** BEGIN Information shown **

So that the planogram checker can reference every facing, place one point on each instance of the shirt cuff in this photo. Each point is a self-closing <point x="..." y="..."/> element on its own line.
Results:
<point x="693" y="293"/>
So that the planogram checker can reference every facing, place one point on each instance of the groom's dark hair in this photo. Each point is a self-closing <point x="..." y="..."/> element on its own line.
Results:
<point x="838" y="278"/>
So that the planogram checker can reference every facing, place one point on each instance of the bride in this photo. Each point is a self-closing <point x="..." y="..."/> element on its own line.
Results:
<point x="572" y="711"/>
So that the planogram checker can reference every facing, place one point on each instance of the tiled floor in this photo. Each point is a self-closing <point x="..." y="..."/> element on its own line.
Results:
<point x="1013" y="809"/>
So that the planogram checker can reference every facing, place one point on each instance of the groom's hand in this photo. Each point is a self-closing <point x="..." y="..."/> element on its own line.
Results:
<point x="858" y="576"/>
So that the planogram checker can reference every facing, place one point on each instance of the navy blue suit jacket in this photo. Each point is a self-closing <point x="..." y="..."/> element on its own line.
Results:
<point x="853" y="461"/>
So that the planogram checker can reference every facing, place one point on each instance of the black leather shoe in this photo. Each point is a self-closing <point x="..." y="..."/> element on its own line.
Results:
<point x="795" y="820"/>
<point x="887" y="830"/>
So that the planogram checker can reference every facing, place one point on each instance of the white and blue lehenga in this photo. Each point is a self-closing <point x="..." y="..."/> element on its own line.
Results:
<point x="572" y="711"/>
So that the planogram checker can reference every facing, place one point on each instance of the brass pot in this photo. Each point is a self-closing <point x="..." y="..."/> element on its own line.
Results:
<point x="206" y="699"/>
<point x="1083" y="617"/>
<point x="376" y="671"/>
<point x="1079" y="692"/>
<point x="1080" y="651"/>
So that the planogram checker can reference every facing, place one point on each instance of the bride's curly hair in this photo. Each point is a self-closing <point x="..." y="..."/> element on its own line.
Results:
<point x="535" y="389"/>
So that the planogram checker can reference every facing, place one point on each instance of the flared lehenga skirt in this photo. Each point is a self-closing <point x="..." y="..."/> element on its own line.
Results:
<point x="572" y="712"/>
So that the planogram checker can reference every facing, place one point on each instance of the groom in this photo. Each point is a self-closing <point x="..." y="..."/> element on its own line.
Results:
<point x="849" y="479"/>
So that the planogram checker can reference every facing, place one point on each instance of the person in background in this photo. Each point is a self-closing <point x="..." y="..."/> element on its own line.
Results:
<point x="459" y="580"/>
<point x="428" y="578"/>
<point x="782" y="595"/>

** END Information shown **

Send back each record exactly as it stands.

◆ Correct result:
So that the planogram checker can reference every facing, place one point on each instance of the shirt cuff in this photo. Each point is a self-closing <point x="..." y="..."/> element on its own line.
Results:
<point x="693" y="293"/>
So that the planogram checker can reference every facing, place one point on each instance of the groom's dark hair in this photo. Each point is a self-closing <point x="..." y="..."/> element on its own line.
Results:
<point x="838" y="278"/>
So that the planogram checker can reference every facing, place one point on each instance of the bride in this photo. Each point is a self-closing <point x="..." y="..."/> element on its own line.
Results:
<point x="572" y="711"/>
So that the planogram checker can reference every facing, place one point on each instance of the tiled floor in this photo. Each point is a self-closing <point x="..." y="..."/> element on its own line.
Results:
<point x="1013" y="809"/>
So that the planogram checker can reference every facing, place one point on each instance of the groom's hand in this photo. Each point is a self-closing <point x="..." y="..."/> element on its own line.
Results:
<point x="858" y="576"/>
So that the planogram checker can reference every facing, place one point on each instance of the navy blue suit jacket in this photo. Each point is a self-closing <point x="..." y="..."/> element on its own line.
Results:
<point x="853" y="461"/>
So that the planogram checker can reference every facing, place one point on each instance of the black leather shoe in this photo. Each point is a self-closing <point x="..." y="..."/> element on its own line.
Results:
<point x="795" y="820"/>
<point x="887" y="830"/>
So that the planogram checker can reference every facing, place one point on each instance of the white and blue lehenga in this photo. Each point is a self-closing <point x="..." y="..."/> element on its own line.
Results:
<point x="572" y="711"/>
So that the planogram checker can reference every facing, place one point on each instance of the brass pot in this photo. Each point is a self-closing <point x="..." y="..."/> element on its own line.
Results:
<point x="206" y="699"/>
<point x="1083" y="617"/>
<point x="376" y="671"/>
<point x="1079" y="692"/>
<point x="1080" y="651"/>
So that the planogram checker can reference every facing, place one point on each instance of the bride's curly hair in this photo. Each point is a self-closing <point x="..." y="..."/> element on its own line.
Results:
<point x="535" y="389"/>
So that the planogram checker can reference every facing, place one point on each instance of the flared lehenga skirt in this photo. Each point is a self-closing <point x="..." y="..."/> element on its own line.
Results:
<point x="572" y="712"/>
So that the planogram checker can reference every facing, place one point on each instance of the groom in this photo. Each point is a self-closing <point x="..." y="..."/> element on its own line.
Results:
<point x="849" y="479"/>
So that the planogram checker can reference every facing, place one point on each instance of the person in background in this photo. Each point is a self-closing <point x="..." y="..."/> element on its own line.
Results:
<point x="459" y="580"/>
<point x="428" y="578"/>
<point x="782" y="595"/>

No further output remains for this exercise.